Given information:

— BEGIN —

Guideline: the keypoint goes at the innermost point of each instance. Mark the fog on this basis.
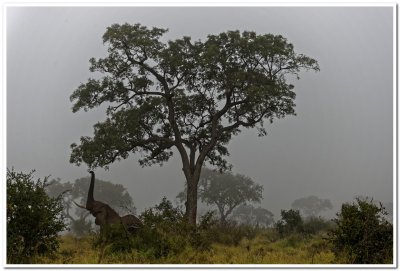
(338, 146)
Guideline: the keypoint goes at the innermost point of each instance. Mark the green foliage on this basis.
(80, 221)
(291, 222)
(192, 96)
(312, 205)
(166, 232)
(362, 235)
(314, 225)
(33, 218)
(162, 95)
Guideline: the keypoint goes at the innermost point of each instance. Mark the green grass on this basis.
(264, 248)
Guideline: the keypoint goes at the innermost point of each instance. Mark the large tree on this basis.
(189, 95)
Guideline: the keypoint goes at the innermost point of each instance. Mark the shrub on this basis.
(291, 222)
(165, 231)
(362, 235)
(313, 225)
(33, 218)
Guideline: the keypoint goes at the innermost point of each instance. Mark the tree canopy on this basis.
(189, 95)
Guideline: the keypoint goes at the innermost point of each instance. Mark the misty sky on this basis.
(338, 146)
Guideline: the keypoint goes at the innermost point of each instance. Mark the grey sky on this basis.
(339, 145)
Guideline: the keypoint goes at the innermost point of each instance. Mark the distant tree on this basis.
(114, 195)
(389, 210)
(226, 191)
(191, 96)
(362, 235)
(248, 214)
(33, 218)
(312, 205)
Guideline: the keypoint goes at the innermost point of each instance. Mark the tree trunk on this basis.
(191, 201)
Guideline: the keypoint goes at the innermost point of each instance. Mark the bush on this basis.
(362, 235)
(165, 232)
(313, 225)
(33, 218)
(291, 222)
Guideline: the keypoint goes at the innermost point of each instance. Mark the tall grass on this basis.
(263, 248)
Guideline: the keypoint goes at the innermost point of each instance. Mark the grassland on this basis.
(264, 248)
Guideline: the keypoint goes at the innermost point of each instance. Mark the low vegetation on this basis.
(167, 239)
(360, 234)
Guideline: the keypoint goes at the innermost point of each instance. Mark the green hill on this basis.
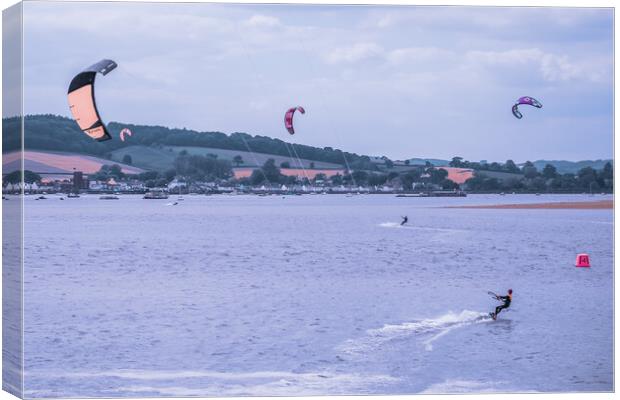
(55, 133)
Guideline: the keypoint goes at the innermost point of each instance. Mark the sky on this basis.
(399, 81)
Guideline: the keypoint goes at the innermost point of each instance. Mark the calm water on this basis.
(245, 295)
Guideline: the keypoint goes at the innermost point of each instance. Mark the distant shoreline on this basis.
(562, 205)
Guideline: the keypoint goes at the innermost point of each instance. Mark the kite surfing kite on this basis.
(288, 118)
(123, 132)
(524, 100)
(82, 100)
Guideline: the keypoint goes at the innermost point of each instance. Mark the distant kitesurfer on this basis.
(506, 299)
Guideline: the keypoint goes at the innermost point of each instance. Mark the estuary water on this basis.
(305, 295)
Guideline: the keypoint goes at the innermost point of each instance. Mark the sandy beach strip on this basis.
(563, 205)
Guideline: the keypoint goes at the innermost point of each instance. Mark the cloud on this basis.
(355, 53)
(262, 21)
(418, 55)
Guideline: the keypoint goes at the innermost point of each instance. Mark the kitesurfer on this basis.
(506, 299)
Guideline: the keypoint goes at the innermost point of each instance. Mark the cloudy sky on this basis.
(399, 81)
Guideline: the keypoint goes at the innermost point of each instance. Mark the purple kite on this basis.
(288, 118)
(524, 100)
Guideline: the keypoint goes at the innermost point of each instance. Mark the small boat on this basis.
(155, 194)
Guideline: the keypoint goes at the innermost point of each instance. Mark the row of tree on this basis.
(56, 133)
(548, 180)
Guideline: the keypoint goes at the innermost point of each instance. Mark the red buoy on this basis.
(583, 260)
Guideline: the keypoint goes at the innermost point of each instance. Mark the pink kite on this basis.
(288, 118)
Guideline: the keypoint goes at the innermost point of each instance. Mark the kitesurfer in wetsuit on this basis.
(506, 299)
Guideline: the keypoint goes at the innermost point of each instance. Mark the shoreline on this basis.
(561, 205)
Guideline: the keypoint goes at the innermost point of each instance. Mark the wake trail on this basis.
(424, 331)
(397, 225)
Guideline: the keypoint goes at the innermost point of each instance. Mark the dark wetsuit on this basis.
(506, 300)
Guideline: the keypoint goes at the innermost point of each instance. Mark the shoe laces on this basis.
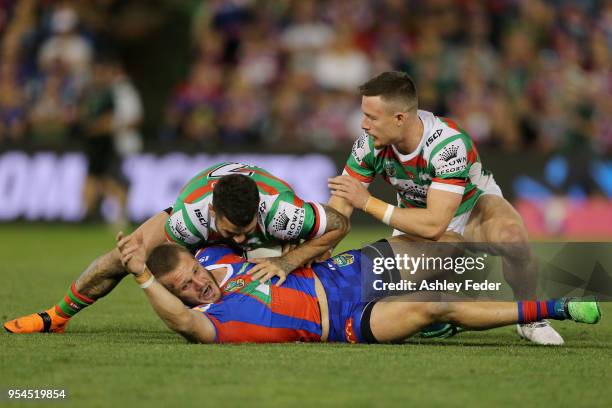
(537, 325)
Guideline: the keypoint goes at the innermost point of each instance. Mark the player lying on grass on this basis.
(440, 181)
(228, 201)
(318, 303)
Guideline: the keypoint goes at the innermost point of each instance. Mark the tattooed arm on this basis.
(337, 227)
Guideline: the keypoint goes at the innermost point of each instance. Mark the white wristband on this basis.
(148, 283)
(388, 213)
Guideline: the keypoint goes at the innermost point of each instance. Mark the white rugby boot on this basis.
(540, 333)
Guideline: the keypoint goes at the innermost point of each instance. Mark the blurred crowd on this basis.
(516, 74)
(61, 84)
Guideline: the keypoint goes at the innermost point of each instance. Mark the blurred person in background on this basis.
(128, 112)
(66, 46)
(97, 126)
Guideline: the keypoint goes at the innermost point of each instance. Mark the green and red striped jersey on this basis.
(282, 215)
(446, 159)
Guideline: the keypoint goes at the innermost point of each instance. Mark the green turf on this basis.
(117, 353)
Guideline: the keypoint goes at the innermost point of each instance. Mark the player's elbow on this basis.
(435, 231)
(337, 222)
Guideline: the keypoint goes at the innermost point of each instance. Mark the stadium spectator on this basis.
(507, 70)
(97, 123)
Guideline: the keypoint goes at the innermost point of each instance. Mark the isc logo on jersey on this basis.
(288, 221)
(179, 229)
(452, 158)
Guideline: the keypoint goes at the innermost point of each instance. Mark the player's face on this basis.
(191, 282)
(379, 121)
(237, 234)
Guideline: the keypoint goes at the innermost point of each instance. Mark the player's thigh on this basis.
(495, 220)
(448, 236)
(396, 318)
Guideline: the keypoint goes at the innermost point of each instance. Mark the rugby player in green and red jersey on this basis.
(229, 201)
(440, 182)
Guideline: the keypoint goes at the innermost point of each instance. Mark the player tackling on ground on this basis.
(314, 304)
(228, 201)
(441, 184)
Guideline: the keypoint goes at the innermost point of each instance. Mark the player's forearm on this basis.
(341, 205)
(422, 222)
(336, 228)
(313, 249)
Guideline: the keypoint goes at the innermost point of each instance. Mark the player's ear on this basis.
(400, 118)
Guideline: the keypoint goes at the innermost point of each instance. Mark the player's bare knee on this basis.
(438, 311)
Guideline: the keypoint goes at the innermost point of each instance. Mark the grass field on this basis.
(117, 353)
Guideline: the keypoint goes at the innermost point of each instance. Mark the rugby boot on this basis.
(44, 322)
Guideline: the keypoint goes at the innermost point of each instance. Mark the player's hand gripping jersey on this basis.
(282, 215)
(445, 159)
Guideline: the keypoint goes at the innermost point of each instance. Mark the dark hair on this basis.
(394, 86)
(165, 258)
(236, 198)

— END —

Your task: Please turn the material from the line containing "ear on this basis." through the end of the material, inclusive, into a two-column CSV headed guideline and points, one row per guideline with its points. Put each value in a single quoted field, replacing line breaks with spaces.

Written answer:
guideline,points
"Guideline: the keypoint goes at the innermost point of each instance. Mark the player's ear on this basis.","(400, 118)"
"Guideline: the keypoint goes at the innermost point of each instance. Mark the player's bare knee on this basis.","(438, 311)"
"Guideline: the keypoint goes at the innermost point of each instance. Mark the grass field on this basis.","(117, 353)"
"Guideline: the keypoint goes at the innermost point of each instance. Mark the rugby boot on this basis.","(44, 322)"
"Guideline: the keypoint goes at the innermost point of each instance. Mark the player's hand gripping jersey on this basis.","(282, 215) (445, 159)"
"Guideline: the keypoint goes at the innermost point of each instance. Mark the dark hair on this basis.","(394, 86) (165, 258) (236, 198)"